> _Task requirements_: Please copy the stretch from the start of the entries through the line containing "[(0, 386), (12, 438), (658, 438), (660, 321), (451, 309)]", replacing "sand dune" with "coastal dune" and leaving everything else unchanged. Omit the pictures.

> _Items_:
====

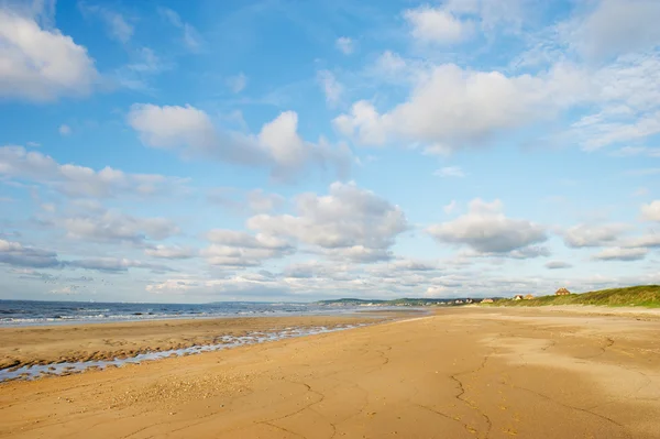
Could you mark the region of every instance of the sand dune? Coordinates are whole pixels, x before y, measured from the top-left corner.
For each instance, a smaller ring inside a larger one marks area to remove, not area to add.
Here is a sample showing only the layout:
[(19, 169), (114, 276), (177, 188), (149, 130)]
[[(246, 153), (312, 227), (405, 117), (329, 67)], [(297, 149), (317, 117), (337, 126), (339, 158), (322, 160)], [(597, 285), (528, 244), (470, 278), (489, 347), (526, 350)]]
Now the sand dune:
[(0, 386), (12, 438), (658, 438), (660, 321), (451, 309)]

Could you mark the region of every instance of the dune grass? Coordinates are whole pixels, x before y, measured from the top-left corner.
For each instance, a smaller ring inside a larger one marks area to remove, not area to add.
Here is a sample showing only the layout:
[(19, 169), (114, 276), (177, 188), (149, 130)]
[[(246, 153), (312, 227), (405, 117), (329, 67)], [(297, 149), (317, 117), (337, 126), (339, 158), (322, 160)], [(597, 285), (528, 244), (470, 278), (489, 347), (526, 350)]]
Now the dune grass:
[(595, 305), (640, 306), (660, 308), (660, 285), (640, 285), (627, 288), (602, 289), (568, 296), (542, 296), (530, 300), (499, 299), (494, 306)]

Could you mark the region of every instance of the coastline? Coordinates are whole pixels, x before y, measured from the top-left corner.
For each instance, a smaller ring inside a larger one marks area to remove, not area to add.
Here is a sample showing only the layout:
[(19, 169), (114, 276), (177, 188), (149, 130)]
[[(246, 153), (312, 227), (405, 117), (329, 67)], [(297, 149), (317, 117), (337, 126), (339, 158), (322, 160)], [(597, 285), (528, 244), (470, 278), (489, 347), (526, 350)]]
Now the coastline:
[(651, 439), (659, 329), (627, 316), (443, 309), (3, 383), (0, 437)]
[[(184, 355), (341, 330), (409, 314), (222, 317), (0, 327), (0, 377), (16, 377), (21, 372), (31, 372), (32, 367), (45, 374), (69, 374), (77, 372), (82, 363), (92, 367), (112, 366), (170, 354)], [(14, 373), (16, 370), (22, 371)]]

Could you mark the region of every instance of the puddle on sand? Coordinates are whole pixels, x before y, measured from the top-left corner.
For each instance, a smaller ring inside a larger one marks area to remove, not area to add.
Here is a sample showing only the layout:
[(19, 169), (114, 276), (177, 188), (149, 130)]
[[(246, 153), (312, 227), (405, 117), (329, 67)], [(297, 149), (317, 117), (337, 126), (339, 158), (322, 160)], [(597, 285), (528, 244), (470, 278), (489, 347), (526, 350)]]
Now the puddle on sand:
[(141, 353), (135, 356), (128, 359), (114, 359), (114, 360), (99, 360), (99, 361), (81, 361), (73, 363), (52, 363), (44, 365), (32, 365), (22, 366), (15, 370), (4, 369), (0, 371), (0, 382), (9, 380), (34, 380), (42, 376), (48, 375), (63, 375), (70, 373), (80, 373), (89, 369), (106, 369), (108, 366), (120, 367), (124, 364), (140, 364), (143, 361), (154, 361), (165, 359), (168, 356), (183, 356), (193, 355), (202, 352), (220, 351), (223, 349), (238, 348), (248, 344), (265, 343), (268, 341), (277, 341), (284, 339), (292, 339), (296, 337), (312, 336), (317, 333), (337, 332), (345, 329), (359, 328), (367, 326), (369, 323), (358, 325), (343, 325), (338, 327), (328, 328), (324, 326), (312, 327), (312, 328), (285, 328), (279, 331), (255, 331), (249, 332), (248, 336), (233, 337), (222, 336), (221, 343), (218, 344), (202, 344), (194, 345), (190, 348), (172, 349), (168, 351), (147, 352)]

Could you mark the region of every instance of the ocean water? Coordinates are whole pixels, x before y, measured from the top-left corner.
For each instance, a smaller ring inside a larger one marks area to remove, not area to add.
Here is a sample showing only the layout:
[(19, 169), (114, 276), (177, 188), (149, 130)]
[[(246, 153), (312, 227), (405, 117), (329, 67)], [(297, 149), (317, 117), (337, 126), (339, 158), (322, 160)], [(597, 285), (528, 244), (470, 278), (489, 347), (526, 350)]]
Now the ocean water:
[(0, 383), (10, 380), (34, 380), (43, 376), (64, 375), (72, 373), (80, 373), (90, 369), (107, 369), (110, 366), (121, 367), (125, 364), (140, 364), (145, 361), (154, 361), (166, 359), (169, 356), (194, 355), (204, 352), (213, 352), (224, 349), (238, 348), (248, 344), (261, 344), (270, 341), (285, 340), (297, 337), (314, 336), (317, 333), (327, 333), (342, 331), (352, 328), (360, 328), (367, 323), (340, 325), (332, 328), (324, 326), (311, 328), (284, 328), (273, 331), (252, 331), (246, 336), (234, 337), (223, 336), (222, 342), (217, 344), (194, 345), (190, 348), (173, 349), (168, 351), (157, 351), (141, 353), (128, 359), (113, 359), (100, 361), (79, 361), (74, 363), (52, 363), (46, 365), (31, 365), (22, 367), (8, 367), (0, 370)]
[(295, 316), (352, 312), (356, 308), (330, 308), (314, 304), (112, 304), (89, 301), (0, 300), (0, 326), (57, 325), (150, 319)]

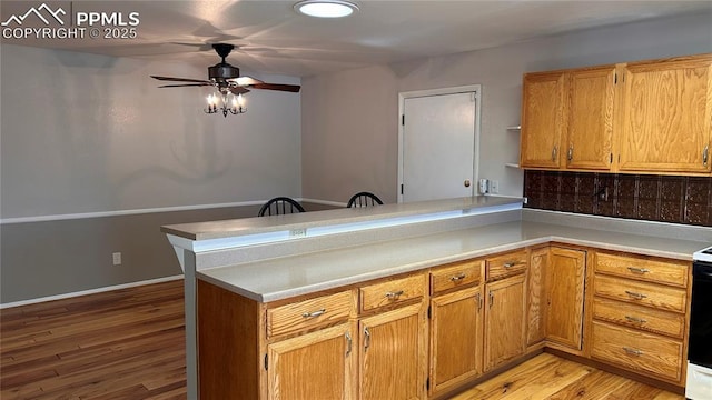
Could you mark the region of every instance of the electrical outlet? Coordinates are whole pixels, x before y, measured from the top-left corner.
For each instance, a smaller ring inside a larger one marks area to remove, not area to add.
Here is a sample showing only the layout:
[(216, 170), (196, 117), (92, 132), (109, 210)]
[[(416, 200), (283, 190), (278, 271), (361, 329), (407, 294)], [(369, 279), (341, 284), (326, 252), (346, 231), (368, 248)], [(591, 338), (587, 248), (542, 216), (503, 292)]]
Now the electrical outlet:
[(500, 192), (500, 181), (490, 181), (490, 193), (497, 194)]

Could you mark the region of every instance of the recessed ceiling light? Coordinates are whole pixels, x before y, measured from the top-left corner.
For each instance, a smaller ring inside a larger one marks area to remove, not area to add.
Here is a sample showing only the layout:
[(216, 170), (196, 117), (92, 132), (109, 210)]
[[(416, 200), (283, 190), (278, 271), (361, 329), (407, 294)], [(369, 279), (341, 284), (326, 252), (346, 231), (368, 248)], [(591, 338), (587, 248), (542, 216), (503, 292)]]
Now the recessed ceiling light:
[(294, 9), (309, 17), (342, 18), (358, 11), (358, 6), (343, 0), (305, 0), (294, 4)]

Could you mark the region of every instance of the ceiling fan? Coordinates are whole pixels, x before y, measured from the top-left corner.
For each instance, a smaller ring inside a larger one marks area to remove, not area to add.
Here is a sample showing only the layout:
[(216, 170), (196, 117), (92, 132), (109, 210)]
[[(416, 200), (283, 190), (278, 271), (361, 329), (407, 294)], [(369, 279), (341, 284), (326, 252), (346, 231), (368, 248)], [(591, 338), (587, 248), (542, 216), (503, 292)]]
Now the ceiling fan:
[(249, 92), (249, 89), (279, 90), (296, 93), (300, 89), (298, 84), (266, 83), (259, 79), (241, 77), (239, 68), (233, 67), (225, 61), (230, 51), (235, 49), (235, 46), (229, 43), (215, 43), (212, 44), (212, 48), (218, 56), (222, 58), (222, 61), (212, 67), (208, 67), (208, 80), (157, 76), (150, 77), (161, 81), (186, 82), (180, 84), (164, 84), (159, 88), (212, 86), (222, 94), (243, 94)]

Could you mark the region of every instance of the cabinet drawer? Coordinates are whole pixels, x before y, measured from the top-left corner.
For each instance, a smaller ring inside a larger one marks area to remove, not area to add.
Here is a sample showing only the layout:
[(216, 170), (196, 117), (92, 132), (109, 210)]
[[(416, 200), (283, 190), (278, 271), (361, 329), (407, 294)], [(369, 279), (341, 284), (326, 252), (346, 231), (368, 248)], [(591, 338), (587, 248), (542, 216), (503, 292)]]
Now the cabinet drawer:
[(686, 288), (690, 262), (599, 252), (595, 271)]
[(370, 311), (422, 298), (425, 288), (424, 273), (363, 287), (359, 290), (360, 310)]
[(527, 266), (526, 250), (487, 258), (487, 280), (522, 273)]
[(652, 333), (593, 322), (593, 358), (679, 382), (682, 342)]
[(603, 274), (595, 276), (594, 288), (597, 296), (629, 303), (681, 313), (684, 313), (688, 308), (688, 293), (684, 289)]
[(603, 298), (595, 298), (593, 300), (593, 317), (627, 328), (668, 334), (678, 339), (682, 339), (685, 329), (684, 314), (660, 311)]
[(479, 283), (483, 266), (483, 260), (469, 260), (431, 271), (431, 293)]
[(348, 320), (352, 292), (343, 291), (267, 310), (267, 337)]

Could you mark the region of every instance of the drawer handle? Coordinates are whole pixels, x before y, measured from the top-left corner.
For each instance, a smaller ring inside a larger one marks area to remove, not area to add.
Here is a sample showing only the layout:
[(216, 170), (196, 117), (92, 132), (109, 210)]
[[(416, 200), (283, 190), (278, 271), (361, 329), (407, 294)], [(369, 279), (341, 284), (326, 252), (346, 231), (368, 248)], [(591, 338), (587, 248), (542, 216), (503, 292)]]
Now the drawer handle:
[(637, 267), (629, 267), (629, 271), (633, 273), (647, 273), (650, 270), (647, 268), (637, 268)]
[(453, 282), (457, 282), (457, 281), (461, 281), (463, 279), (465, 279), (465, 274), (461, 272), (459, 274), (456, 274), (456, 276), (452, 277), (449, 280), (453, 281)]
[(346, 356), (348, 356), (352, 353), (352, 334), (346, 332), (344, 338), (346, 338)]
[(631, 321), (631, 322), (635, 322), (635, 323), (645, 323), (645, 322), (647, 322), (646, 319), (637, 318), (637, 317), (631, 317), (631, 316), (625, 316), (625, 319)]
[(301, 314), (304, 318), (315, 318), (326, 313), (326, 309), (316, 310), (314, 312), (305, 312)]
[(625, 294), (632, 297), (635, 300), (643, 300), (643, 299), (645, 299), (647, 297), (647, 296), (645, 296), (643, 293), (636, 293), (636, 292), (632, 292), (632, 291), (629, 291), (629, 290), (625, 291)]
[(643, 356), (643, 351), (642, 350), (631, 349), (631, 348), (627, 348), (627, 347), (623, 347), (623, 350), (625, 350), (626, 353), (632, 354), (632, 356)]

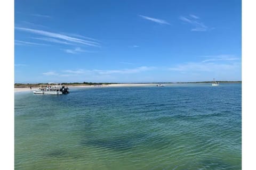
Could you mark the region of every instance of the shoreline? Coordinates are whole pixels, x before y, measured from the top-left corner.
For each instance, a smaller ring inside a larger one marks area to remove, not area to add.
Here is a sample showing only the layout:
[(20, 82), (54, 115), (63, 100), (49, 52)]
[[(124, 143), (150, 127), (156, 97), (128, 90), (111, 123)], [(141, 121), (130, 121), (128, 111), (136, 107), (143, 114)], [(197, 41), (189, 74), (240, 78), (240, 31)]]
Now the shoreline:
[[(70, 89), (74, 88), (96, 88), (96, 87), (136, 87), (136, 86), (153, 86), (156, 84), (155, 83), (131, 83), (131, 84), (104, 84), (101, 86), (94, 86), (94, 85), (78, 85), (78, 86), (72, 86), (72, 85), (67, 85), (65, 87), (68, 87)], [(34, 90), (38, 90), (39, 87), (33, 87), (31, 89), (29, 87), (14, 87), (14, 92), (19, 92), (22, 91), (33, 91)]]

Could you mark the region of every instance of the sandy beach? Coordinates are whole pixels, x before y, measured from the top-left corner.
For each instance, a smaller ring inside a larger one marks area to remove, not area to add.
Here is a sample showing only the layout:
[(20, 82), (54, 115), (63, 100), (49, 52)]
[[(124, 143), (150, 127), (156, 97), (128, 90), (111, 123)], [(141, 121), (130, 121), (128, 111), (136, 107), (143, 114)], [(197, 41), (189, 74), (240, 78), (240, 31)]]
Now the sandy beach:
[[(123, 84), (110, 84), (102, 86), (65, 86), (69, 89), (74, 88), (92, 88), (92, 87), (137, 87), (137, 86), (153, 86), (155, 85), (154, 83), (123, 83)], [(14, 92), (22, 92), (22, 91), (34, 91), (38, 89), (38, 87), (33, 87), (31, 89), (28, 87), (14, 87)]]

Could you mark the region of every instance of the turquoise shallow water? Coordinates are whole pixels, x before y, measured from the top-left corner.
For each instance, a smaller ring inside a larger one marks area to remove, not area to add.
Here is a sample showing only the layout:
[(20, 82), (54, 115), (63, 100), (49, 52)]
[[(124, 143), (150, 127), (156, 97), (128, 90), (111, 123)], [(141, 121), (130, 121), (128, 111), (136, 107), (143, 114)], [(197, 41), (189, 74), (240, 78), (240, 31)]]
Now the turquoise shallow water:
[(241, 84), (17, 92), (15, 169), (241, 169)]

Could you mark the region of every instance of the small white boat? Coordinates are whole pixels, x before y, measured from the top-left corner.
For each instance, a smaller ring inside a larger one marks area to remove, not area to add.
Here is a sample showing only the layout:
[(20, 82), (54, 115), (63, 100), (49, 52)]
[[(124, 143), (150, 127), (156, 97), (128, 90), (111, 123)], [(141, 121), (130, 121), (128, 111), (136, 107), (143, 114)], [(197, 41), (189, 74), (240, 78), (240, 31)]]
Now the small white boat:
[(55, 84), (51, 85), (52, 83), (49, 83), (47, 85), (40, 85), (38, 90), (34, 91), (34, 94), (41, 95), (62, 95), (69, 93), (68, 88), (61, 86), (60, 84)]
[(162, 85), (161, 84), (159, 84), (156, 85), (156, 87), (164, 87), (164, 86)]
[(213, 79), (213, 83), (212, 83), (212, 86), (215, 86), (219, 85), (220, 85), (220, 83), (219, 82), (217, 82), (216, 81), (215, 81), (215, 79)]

====

> _Result below_:
Could you mark the region of every instance of the coastal dune? Coordinates are whole pixels, x before y, measured from the top-left corner.
For each instance, a smaller ring inside a larger one marks area to remove, not area to add.
Here is a sample showing only the layout:
[(19, 169), (114, 276), (177, 188), (149, 130)]
[[(246, 153), (312, 227), (405, 117), (329, 67)], [(297, 149), (317, 117), (337, 126), (339, 158), (322, 160)], [(597, 285), (528, 244), (470, 278), (489, 347), (526, 350)]]
Now the coastal dune:
[(0, 386), (12, 438), (658, 438), (660, 321), (451, 309)]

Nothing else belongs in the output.